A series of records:
%%

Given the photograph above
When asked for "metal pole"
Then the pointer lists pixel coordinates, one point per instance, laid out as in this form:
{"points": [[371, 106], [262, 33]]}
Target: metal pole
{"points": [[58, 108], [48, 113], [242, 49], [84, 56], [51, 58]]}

%%

**Given task:**
Rewrite the lines above, swapping every instance of "metal pole" for "steel pole" and keeping everything else unchanged.

**Answer below:**
Given the photograph above
When asked for "steel pole"
Then the pointer lists pixel coordinates, one point per instance, laid out as in this form:
{"points": [[371, 106], [262, 33]]}
Target: steel pole
{"points": [[58, 108], [48, 113], [242, 49], [84, 56], [51, 58]]}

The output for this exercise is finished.